▶ Rows:
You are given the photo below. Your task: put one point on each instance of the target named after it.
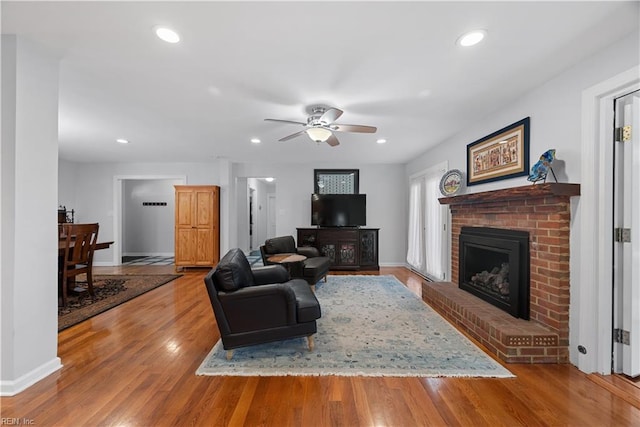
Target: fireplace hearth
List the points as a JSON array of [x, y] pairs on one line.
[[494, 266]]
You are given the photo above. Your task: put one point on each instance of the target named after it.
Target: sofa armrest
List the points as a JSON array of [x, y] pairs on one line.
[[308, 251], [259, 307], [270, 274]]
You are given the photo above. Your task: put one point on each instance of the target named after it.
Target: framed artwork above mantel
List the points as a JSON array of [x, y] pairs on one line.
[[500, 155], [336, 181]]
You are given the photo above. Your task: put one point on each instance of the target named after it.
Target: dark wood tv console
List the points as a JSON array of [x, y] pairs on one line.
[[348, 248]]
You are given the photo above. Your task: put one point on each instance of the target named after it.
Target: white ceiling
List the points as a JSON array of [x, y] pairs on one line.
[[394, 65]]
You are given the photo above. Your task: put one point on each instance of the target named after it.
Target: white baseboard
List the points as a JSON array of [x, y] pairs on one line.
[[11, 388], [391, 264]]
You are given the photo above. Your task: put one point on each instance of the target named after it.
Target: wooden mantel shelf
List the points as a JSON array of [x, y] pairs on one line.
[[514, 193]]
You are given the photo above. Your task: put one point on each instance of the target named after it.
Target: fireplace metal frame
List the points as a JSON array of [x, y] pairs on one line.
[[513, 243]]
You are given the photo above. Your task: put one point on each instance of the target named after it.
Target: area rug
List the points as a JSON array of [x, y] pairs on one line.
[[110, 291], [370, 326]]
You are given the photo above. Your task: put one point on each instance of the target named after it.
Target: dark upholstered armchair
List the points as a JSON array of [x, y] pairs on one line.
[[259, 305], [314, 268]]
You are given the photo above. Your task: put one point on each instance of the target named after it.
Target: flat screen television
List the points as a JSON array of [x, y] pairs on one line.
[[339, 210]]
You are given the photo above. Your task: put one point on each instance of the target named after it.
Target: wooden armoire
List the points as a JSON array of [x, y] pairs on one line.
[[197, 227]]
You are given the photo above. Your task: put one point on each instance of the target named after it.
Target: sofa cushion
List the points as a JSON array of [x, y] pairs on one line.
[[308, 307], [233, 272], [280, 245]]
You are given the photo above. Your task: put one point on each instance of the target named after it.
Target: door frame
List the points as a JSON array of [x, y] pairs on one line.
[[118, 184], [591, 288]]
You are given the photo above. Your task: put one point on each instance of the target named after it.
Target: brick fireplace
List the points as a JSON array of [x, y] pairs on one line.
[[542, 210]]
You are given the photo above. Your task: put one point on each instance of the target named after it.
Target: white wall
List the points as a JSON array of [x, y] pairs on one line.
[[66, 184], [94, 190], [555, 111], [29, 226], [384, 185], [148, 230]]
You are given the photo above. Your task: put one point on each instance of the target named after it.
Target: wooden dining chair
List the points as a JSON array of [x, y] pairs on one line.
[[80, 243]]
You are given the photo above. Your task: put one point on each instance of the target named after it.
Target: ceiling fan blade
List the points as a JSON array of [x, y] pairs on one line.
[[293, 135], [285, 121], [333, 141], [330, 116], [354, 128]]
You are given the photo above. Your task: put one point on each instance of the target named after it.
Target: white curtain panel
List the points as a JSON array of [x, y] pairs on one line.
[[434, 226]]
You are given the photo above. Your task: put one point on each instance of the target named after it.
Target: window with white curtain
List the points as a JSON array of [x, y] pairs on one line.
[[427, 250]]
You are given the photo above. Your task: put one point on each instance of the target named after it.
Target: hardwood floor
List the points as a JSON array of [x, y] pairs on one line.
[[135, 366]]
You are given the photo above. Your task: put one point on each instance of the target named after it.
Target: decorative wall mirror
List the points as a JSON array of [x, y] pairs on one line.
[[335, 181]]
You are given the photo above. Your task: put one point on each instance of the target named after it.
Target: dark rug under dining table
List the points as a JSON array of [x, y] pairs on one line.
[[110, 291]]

...

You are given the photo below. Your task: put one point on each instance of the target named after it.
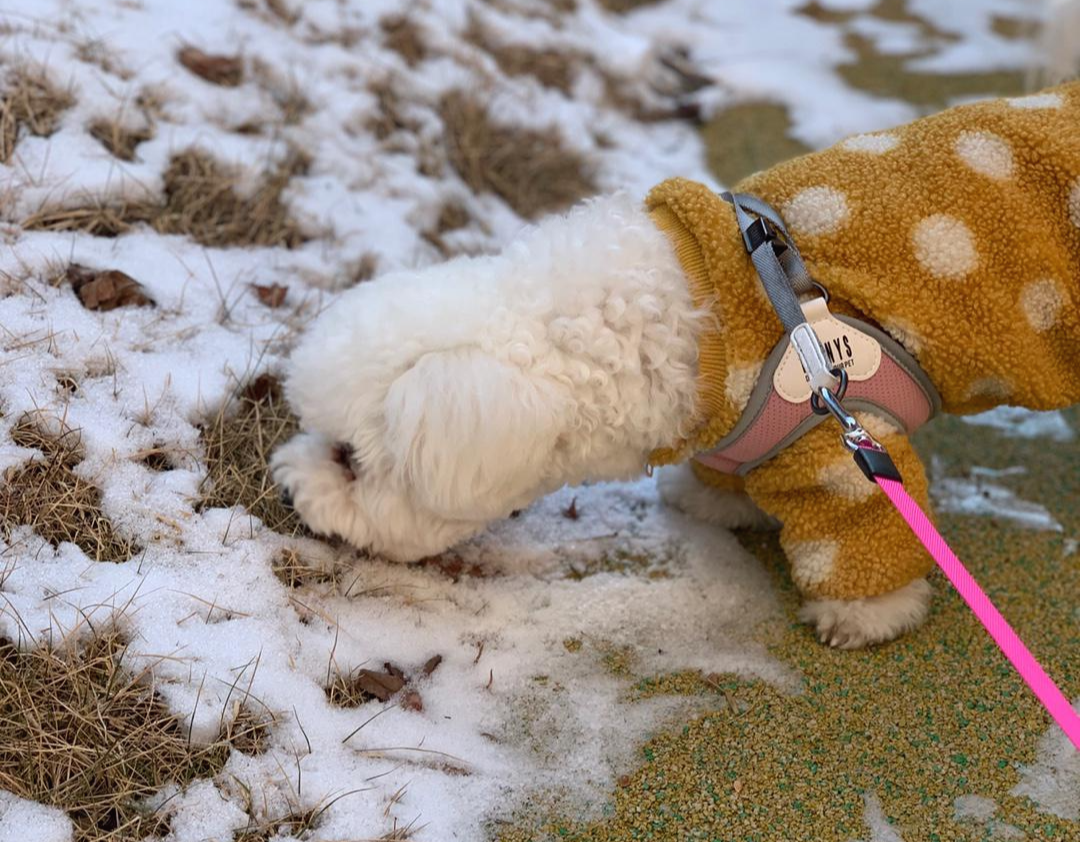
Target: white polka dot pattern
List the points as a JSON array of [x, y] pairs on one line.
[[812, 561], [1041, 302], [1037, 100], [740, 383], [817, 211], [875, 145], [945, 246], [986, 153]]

▶ Stated goal: Pull out every line in the rows above that contains the word "wooden", matching case exactly.

▶ Response below:
Target: wooden mantel shelf
Target: wooden armoire
Target: wooden dining chair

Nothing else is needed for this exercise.